YOUR INSTRUCTIONS → Begin with the line that has "Would you mind spotting the wooden spoon". Give it and every line after it again, exactly, through the end of the entries below.
:: THE INPUT ::
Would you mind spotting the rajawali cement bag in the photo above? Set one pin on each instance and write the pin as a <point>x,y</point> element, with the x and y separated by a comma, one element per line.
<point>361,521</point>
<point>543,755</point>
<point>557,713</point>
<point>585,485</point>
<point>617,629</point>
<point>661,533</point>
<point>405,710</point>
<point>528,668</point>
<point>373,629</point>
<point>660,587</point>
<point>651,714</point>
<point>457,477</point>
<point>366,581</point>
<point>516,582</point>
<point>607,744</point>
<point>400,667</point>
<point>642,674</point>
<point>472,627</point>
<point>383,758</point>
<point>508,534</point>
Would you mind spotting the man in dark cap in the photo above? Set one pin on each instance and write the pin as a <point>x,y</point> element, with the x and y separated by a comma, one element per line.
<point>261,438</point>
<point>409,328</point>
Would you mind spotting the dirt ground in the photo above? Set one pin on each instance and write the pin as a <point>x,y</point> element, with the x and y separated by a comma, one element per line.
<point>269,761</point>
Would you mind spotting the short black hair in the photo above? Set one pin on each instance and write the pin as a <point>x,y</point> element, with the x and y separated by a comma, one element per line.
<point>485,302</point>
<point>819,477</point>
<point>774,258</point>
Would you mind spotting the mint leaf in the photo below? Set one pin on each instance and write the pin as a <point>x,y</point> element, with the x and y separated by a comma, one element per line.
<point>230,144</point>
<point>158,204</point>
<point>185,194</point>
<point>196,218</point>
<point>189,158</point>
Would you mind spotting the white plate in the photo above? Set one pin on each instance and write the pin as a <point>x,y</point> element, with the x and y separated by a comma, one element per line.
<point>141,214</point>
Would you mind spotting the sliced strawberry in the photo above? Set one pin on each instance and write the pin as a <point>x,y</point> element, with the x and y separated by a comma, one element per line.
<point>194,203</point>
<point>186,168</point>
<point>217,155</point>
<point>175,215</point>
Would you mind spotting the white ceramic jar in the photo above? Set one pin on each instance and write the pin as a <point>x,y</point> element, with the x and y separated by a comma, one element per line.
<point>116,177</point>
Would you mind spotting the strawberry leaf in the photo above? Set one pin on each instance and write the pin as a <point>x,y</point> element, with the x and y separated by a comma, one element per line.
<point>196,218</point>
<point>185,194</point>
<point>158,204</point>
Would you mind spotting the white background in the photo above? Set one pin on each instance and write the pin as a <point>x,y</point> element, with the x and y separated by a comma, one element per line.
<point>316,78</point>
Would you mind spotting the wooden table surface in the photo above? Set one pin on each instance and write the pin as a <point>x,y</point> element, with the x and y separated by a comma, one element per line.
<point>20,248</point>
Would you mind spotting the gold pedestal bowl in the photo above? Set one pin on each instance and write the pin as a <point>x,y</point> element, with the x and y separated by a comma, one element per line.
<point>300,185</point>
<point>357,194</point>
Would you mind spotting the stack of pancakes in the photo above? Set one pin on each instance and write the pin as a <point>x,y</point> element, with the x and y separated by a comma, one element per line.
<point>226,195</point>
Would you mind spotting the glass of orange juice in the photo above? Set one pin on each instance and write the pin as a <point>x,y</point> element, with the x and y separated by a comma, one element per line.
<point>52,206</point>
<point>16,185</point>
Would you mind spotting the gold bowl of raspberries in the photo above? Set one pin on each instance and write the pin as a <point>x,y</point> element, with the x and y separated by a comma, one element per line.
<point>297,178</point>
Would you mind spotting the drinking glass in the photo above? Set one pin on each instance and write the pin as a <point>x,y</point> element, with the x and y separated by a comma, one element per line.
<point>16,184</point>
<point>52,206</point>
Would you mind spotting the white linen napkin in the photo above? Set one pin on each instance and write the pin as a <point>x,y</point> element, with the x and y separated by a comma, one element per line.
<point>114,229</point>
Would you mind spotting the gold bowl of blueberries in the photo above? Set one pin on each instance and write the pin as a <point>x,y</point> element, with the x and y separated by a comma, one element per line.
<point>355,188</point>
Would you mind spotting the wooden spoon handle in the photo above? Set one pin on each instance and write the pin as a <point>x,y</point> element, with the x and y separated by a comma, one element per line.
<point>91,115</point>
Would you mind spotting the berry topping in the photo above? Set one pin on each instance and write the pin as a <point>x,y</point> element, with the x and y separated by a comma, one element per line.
:::
RESULT →
Would you mind spotting the wooden spoon handle in the photo above? Set one pin on each instance and write the pin as a <point>x,y</point> element, with the x and y separated by a comma, one element per line.
<point>91,115</point>
Would you mind spotting the berry topping in the photo above? Set one pin on each instance and write the pin as a <point>x,y</point> element, with the x and y separated by a comma, one element per line.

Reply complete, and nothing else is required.